The resident and I just looked at each other, dumbfounded. We both knew that she’d been working as a resident on labor and delivery for all of 4 weeks. We both knew that I have delivered hundreds of babies unassisted by a physician, whereas she has to be supervised by an attending provider for the next 4 years. We both knew that in the event of an emergency, I would most likely be better equipped to handle it than she would. The resident tried to explain this to the patient and her mother, but her words seemed to fall on deaf ears.

The word “doctor” is what this mother was stuck on. To her, that word meant skill, knowledge, and experience. It brought her a level of comfort that the word “midwife” did not, despite my 7 years of catching babies and 13 years before that as a nurse. She didn’t understand that a first-year resident with the title of doctor before her name is vastly different from the attending physician that her daughter saw for her prenatal care.

When I posted this as a little anecdote on my personal social media, there was an outcry among my friends. One friend posted that she thought midwives were better than doctors. But I jumped in quickly to correct that. I don’t feel that one profession is better than the other, but that we each have our strengths and work best when we are using a collaborative model for patient care.

> [Recorded information]
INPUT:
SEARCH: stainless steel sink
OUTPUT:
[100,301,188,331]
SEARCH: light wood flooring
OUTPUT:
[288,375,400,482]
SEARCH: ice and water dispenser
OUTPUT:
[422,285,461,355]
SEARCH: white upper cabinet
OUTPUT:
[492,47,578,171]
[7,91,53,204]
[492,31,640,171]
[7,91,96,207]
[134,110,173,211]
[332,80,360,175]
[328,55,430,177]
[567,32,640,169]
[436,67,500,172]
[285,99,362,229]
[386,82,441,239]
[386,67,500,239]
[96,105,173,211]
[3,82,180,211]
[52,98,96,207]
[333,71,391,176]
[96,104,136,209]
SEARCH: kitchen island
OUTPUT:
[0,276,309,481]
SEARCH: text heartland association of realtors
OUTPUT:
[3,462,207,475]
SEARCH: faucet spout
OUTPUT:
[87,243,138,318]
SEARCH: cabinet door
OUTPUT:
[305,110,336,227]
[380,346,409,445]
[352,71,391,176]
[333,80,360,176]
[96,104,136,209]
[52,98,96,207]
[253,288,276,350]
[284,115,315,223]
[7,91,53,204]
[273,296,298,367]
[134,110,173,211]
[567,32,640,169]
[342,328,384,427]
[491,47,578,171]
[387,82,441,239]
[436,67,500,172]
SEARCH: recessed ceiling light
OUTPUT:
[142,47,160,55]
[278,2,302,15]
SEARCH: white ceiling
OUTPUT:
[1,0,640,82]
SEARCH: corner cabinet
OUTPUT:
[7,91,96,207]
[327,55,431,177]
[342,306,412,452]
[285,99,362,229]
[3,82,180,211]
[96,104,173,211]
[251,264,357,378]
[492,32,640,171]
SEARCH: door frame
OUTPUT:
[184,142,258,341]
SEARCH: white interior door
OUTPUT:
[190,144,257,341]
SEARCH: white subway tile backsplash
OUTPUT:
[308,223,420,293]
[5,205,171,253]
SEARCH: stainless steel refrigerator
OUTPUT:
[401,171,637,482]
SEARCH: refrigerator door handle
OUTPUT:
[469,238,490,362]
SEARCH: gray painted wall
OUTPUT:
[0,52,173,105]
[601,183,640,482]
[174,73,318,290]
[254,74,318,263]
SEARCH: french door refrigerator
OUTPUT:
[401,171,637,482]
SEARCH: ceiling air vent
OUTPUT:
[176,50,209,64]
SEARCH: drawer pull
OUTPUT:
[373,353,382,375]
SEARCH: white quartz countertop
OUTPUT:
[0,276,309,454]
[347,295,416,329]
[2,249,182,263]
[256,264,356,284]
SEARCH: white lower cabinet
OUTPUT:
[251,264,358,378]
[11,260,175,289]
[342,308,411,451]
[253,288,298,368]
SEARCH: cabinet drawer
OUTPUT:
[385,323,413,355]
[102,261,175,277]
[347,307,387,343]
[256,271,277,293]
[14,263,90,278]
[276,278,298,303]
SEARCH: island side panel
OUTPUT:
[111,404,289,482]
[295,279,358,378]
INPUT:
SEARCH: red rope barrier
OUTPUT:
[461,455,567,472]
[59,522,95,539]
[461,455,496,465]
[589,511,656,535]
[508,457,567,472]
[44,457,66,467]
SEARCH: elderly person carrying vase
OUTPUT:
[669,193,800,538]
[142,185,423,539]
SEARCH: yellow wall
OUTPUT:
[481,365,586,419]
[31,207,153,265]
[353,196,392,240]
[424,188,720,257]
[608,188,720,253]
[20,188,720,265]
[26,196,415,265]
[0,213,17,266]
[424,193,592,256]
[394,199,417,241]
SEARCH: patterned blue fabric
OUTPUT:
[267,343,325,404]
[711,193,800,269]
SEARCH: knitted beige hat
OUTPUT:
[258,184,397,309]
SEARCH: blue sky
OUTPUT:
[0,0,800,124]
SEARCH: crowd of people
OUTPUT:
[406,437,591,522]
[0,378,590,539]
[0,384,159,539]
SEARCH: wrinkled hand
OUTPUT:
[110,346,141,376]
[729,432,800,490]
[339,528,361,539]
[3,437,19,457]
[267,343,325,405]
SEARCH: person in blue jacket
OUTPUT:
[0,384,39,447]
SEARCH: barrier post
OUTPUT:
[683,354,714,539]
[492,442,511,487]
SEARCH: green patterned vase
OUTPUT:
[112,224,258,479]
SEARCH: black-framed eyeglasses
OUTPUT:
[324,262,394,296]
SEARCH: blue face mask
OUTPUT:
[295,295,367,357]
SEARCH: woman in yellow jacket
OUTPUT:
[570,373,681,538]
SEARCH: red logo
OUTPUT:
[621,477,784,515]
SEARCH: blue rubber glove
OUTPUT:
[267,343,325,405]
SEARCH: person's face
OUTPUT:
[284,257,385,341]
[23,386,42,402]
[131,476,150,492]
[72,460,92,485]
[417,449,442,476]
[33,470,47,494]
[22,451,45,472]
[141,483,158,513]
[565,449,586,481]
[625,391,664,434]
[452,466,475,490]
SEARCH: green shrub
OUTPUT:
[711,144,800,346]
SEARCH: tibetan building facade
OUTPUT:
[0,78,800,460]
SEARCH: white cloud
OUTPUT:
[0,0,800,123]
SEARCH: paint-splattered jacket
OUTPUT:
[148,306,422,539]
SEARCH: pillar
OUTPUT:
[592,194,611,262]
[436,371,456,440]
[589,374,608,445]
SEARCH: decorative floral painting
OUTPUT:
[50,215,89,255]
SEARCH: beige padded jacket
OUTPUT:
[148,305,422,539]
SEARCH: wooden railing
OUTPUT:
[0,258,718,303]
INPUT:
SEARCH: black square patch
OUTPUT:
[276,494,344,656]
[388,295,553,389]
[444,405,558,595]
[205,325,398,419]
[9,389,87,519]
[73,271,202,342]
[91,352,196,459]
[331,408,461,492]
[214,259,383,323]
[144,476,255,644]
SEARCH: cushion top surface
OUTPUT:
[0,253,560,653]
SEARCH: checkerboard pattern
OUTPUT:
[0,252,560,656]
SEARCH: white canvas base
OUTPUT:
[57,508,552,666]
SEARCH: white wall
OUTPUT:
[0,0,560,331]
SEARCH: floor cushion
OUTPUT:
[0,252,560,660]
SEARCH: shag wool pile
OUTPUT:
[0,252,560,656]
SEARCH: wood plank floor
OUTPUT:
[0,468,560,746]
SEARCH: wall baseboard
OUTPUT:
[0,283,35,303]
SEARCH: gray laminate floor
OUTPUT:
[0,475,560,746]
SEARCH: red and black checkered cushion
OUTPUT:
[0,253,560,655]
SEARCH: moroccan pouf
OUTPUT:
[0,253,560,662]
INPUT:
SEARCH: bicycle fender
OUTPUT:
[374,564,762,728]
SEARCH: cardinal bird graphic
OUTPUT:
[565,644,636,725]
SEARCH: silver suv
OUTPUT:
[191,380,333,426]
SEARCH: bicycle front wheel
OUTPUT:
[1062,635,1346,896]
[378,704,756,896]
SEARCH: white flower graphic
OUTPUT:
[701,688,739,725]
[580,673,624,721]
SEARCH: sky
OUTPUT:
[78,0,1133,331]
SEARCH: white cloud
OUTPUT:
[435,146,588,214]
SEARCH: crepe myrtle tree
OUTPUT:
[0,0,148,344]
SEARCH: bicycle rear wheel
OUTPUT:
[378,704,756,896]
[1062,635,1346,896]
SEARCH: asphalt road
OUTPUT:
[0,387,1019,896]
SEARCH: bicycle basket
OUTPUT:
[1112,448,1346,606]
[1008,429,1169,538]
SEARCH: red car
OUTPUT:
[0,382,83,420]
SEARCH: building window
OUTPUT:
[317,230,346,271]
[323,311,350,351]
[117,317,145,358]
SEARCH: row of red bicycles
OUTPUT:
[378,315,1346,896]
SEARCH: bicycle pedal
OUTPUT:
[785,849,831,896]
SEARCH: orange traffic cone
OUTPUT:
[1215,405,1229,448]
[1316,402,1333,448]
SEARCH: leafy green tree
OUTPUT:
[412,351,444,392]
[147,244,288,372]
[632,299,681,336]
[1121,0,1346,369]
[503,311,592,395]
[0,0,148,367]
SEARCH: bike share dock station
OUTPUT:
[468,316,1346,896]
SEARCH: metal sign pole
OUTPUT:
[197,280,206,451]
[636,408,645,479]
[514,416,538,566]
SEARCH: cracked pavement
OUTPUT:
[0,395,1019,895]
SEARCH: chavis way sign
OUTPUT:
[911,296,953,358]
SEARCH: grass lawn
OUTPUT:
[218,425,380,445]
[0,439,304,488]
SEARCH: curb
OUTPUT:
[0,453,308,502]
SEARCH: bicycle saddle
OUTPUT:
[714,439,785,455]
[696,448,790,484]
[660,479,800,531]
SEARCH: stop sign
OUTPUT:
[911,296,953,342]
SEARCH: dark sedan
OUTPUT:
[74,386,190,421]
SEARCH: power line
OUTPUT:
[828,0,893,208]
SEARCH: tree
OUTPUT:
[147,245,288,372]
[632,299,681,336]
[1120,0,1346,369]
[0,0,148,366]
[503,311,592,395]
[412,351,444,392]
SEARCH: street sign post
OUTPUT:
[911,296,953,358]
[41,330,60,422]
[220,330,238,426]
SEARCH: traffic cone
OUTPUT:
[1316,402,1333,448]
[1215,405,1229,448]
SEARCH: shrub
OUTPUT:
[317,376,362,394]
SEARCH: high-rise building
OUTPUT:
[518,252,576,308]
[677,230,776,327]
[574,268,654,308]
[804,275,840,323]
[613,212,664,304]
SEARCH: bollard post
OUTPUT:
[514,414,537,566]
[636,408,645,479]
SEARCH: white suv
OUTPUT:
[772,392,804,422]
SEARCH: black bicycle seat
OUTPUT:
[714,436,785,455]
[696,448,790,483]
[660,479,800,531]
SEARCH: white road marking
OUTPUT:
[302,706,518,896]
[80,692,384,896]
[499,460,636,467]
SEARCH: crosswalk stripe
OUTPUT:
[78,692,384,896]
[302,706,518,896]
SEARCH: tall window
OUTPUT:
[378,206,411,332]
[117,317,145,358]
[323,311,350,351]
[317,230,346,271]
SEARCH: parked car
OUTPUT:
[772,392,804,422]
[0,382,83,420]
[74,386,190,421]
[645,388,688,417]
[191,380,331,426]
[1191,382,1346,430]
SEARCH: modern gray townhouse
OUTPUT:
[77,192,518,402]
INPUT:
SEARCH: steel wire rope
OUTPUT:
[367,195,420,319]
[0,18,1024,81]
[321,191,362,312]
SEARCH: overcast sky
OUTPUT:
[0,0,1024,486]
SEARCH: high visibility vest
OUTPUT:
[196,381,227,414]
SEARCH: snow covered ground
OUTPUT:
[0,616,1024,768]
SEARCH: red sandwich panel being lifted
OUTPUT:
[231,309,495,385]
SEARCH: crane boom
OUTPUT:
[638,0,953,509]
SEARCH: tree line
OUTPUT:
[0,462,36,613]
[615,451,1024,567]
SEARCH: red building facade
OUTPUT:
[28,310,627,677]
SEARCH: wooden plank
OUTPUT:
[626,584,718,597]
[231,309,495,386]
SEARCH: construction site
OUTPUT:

> [Questions on the material]
[A] Decide whether each statement agrees with the midwife passage. For each one, answer yes or no and quote the exact words from the passage that decide it.
(i) The resident had been on labor and delivery for four weeks.
(ii) The narrator worked as a nurse for 7 years.
(iii) The narrator believes midwives are better than doctors.
[B] List every length of time given in the midwife passage.
[C] Carry the midwife passage forward from its last sentence.

> [Answers to the exercise]
[A]
(i) Yes: "she’d been working as a resident on labor and delivery for all of 4 weeks"
(ii) No: "my 7 years of catching babies and 13 years before that as a nurse"
(iii) No: "I don’t feel that one profession is better than the other"

[B] 4 weeks, 4 years, 7 years, 13 years

[C]
Midwives are regarded as the provider of choice for pregnant women in the United Kingdom and most of Europe. Although midwifery-led maternal care is a growing trend in the United States, it is often regarded as inferior or alternative care.

It is time for midwifery to move into the mainstream of healthcare, or at least the mainstream of maternity care. Midwifery should be the gold standard for every low-risk pregnant woman, with collaborating physicians ready to take over if complications arise. Every woman deserves a midwife.

Robyn Carlisle, MSN, CNM, works as a full-scope midwife in Philadelphia.